La presidenza non dovrebbe rischiare e dunque è probabile che il voto slitti ancora. Il dossier doveva tornare in agenda domani alla riunione degli ambasciatori dell’Ue al Coreper (il comitato dei rappresentanti permanenti presso l’Ue), chiamati a dare l’ultimo via libera all’accordo raggiunto tra Consiglio e Parlamento a fine ottobre. Il voto finale si sarebbe dovuto tenere ieri mattina come primo punto all’ordine del giorno, ma presidenza della Svezia alla guida del Consiglio Ue – una volta preso atto di una maggioranza traballante sul testo finale – ha poi deciso sempre di rimandare a venerdì il voto sul dossier. Con i soli voti contrari di Roma e Varsavia e l’astensione di Sofia l’accordo otterrebbe comunque il via libera tra gli ambasciatori dei Ventisette con voto a maggioranza qualificata, che si raggiunge quando il 55 per cento degli Stati membri vota a favore (in pratica, 15 Paesi su 27) e quando gli Stati membri che appoggiano la proposta rappresentano almeno il 65 per cento della popolazione totale dell’Ue. A pesare questa volta è l’indecisione della Germania, che da settimane sta facendo pressioni sulla Commissione europea per presentare nuove norme per consentire la vendita di motori a combustione dopo il 2035 se si potrà dimostrare che sono alimentati con gli e-fuel, ovvero combustibili liquidi o gassosi, di origine sintetica, che vengono prodotti attraverso processi alimentati da energia elettrica.

_Cosa fare_:
- a) Indica se ciascuna affermazione concorda con il testo, rispondendo sì o no e citando le parole del testo che lo stabiliscono: (i) il voto finale era previsto ieri mattina come primo punto all’ordine del giorno; (ii) la presidenza del Consiglio Ue è affidata alla Francia; (iii) gli e-fuel sono combustibili di origine fossile.
- b) Rispondi in base al testo:
(i) Quando è stato raggiunto l’accordo tra Consiglio e Parlamento?
(ii) Quale quota della popolazione dell’Ue devono rappresentare gli Stati favorevoli perché ci sia la maggioranza qualificata?
(iii) Per quale scopo la Germania sta facendo pressioni sulla Commissione europea?
Le righe che compaiono più avanti non hanno alcun ruolo qui.

_Righe riportate_:
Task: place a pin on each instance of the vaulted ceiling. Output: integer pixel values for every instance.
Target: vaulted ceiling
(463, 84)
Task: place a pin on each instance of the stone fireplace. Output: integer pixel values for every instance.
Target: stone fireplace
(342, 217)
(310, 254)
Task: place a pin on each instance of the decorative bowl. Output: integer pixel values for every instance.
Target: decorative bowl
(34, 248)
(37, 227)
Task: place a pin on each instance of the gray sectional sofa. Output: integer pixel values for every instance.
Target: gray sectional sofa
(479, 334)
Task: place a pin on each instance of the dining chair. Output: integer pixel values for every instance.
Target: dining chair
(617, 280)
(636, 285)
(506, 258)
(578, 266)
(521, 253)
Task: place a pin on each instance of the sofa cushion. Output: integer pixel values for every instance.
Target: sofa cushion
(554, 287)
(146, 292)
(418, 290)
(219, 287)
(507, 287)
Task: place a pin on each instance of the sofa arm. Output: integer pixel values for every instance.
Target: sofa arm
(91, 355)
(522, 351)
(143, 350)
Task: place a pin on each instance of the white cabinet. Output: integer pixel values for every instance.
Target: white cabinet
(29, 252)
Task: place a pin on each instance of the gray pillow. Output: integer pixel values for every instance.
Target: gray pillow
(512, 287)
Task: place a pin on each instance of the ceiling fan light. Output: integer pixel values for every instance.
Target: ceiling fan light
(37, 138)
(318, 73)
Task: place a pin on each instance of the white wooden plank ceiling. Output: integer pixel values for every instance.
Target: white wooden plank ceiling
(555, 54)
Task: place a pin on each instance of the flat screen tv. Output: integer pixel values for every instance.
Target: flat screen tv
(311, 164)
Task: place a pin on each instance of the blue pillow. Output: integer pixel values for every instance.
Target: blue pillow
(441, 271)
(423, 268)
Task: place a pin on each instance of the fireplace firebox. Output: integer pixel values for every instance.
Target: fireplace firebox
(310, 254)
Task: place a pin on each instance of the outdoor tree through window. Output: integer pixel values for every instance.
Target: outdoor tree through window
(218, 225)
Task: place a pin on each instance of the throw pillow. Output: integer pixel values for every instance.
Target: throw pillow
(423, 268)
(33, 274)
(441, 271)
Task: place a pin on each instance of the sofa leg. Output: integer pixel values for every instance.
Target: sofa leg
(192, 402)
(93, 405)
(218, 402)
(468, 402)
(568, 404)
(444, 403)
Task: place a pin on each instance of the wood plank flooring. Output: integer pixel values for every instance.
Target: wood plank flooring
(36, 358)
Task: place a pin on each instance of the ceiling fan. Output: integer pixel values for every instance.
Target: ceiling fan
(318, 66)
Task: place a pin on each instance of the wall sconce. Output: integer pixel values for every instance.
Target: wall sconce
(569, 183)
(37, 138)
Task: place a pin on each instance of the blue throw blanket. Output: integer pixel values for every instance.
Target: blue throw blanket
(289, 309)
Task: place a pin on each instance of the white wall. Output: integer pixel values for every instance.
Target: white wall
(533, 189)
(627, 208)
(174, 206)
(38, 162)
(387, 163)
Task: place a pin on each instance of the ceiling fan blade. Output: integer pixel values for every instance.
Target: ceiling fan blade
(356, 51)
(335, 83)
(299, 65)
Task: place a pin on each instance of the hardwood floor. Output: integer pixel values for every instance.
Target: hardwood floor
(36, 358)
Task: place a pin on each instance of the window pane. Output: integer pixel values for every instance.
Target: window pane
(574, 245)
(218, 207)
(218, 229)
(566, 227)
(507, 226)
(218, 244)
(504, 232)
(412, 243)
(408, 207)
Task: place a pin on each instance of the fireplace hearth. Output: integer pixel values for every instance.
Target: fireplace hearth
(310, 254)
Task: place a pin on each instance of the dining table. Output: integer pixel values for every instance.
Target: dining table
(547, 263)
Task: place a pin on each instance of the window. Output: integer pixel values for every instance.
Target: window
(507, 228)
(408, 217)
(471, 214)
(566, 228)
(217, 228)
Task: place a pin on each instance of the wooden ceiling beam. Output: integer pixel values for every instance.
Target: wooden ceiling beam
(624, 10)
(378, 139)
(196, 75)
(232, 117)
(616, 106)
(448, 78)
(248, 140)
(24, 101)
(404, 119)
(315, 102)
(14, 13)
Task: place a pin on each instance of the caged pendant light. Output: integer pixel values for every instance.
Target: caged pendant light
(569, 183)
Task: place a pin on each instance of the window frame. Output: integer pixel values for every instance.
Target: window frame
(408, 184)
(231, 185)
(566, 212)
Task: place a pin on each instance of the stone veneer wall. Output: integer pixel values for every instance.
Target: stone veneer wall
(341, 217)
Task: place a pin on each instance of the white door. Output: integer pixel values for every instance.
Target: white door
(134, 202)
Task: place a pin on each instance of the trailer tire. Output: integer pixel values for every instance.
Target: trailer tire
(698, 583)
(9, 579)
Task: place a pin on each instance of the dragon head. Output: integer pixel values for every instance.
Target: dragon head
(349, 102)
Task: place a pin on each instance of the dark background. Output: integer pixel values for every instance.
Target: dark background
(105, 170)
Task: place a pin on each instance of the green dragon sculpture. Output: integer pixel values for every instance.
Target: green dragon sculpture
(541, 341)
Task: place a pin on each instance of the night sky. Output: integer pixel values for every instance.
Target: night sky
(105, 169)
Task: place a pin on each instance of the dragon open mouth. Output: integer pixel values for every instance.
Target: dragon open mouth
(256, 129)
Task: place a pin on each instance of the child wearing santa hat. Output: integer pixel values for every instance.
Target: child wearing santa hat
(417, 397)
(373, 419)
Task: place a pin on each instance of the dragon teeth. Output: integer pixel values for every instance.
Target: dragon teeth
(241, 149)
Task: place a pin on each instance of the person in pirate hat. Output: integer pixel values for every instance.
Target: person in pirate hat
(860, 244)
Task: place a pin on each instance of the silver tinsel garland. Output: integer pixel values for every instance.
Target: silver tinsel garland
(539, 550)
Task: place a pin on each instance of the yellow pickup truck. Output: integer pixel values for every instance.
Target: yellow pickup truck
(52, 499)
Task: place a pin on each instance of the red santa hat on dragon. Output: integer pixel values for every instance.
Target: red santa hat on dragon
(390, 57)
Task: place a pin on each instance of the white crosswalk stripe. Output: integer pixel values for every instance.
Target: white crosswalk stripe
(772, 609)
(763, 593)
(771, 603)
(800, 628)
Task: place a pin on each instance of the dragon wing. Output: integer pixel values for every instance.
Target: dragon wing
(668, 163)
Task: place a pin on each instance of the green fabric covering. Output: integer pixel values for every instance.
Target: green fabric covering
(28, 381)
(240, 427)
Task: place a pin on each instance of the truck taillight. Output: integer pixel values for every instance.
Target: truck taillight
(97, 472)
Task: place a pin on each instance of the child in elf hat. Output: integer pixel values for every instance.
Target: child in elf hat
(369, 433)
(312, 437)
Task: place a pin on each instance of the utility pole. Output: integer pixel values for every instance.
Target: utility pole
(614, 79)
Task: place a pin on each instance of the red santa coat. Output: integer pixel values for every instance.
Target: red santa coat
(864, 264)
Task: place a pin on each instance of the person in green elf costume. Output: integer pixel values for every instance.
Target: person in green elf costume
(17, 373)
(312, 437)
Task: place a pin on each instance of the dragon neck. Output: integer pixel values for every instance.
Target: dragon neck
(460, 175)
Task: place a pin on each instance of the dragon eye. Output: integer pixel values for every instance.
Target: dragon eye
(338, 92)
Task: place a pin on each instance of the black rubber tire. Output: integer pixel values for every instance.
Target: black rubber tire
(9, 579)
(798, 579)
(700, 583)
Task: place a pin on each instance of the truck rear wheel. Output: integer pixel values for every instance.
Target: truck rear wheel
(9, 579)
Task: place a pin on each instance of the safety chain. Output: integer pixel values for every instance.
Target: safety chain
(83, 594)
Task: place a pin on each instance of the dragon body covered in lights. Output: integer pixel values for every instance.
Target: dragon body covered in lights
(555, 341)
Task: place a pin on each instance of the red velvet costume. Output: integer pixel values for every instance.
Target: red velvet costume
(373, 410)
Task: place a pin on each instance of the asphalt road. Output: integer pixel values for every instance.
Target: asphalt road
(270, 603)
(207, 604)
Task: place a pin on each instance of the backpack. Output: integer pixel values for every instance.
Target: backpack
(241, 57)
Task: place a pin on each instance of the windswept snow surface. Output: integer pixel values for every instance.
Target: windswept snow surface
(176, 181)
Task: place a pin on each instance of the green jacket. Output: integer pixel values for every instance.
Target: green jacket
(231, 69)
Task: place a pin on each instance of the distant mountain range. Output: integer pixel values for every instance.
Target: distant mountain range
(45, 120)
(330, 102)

_Soluzioni_:
- a)
(i) Sì: "Il voto finale si sarebbe dovuto tenere ieri mattina come primo punto all’ordine del giorno".
(ii) No: "presidenza della Svezia alla guida del Consiglio Ue".
(iii) No: "combustibili liquidi o gassosi, di origine sintetica".

- b)
(i) A fine ottobre.
(ii) Almeno il 65 per cento.
(iii) Perché presenti nuove norme che consentano la vendita di motori a combustione dopo il 2035, se si potrà dimostrare che sono alimentati con gli e-fuel.